**WHAT NEEDS TO BE DONE**.
All entries are to be printed again exactly, with their images omitted.

(Stored data entries)

═══

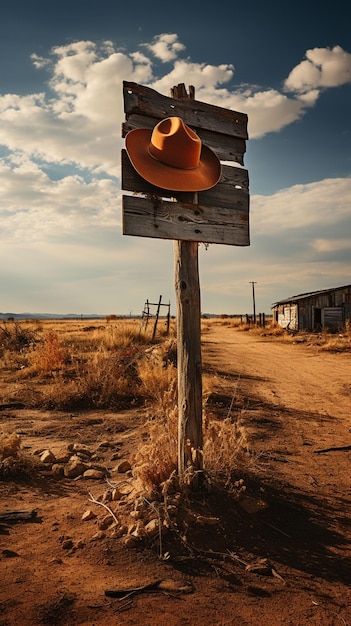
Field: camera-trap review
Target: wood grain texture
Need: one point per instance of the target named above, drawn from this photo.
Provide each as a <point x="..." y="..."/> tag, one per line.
<point x="141" y="100"/>
<point x="152" y="217"/>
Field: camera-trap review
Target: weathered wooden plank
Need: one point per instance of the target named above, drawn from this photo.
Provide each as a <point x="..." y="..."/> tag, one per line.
<point x="233" y="178"/>
<point x="189" y="359"/>
<point x="226" y="147"/>
<point x="161" y="219"/>
<point x="142" y="100"/>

═══

**REPLY TO THE TASK**.
Field: camera-trap review
Target: wood grain texture
Need: one point per instance of the target named above, drawn from this photo.
Provide each as a <point x="..." y="..."/> tag, one per line.
<point x="141" y="100"/>
<point x="152" y="217"/>
Field: camera-trap review
Target: weathered wooden plank
Need: one point per instance of the target named above, drawn from this photo.
Provide each as a <point x="..." y="..."/> tag, one per line.
<point x="233" y="178"/>
<point x="189" y="359"/>
<point x="226" y="147"/>
<point x="161" y="219"/>
<point x="142" y="100"/>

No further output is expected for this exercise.